_Tarefas_.
**A)** No texto sobre conservadores e educação, que motivo é apontado para que a postura atual do Partido Republicano perturbe o leitor? Responda em uma a três frases.
**B)** Liste todas as características que o texto sobre conservadores e educação atribui à sociedade que os Estados Unidos seriam sem as ondas de imigrantes e sem a liderança na educação.
**C)** Retome o texto sobre conservadores e educação a partir do ponto em que ele para e dê continuidade a ele.

_Texto da página_.
======
Mas os conservadores não enxergam a rejeição das ortodoxias deles pelas pessoas que sabem do que estão falando como um sinal de que eles talvez precisem repensar. Em vez disso, eles perderam o interesse pelos eruditos e pela educação em geral.
Notavelmente, uma clara maioria dos republicanos agora diz que colégios e universidades têm um impacto negativo na América.
Ou seja, o partido que atualmente controla os três ramos do governo federal é cada vez mais a favor da intolerância e contra a educação. Isso deveria te perturbar por muitos motivos – um dos quais é que o Partido Republicano tem rejeitado os próprios valores que tornaram a América grande.
Pense em onde nós estaríamos como uma nação se não tivéssemos experimentado aquelas grandes ondas de imigrantes, movidos pelo sonho de uma vida melhor. Pense em onde nós estaríamos se não tivéssemos liderado o mundo, primeiro na educação universal básica, depois na criação de grandes instituições de ensino superior. Certamente nós seríamos uma sociedade encolhida, estagnada e de segunda classe.
E é isso em que nós vamos nos tornar se o sabe-nadismo moderno prevalecer.
Eu estou relendo um livro importante de 2012, “The New Geography of Jobs” (“A Nova Geografia dos Empregos”, em tradução livre do inglês), de Enrico Moretti, sobre a crescente divergência das fortunas regionais no interior dos Estados Unidos. Até por volta de 1980, a América parecia no caminho de uma prosperidade amplamente distribuída, com as regiões pobres como o extremo sul rapidamente alcançando as restantes.
Desde então, porém, as lacunas se ampliaram de novo, com a renda em algumas partes do país disparando enquanto em outras ela fica para trás.
======
_Registros_.
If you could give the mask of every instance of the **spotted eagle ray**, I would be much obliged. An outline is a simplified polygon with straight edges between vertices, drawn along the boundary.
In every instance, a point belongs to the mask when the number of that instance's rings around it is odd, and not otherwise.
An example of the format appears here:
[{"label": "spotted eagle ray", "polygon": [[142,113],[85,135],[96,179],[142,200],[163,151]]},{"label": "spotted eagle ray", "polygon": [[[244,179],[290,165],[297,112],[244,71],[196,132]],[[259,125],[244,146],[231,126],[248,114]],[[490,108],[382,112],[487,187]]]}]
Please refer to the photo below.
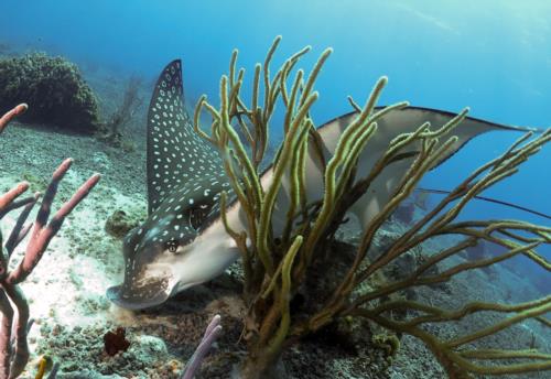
======
_Exercícios resolvidos_.
**A)** O partido que controla os três ramos do governo federal é cada vez mais a favor da intolerância e contra a educação. Com isso, tem rejeitado os próprios valores que tornaram a América grande.

**B)** encolhida; estagnada; de segunda classe

**C)**
Moretti argumenta, corretamente, na visão de muitos economistas, que essa nova divergência reflete a crescente importância de agrupamentos de trabalhadores altamente capacitados – muitos deles imigrantes – centrados ao redor de grandes universidades, o que criaria círculos virtuosos de crescimento e inovação.
E do jeito que aconteceu, a eleição de 2016 em grande medida colocou essas regiões em ascendência contra aquelas deixadas para trás, que é o motivo pelo qual os distritos em que Hillary Clinton levou a disputa – que venceram apenas uma maioria apertada do voto popular – representam notáveis 64% do PIB dos Estados Unidos, quase o dobro dos distritos de Trump.
Claramente, nós precisamos de políticas para distribuir os benefícios do crescimento e da inovação mais amplamente. Porém, uma maneira de pensar sobre o trumpismo é vê-lo como uma tentativa de ampliar as disparidades regionais, não trazendo as regiões retardatárias para a frente, mas cortando as regiões em crescimento. Pois é isso que fariam os ataques à educação e à imigração, fatores-chave das histórias de sucesso da nova economia.
E então, será que os nossos modernos sabe-nada vão prevalecer? Eu não faço ideia.
O que está claro, entretanto, é que, se eles forem bem-sucedidos, não vão tornar a América grande de novo – eles vão matar as próprias coisas que a tornaram grande.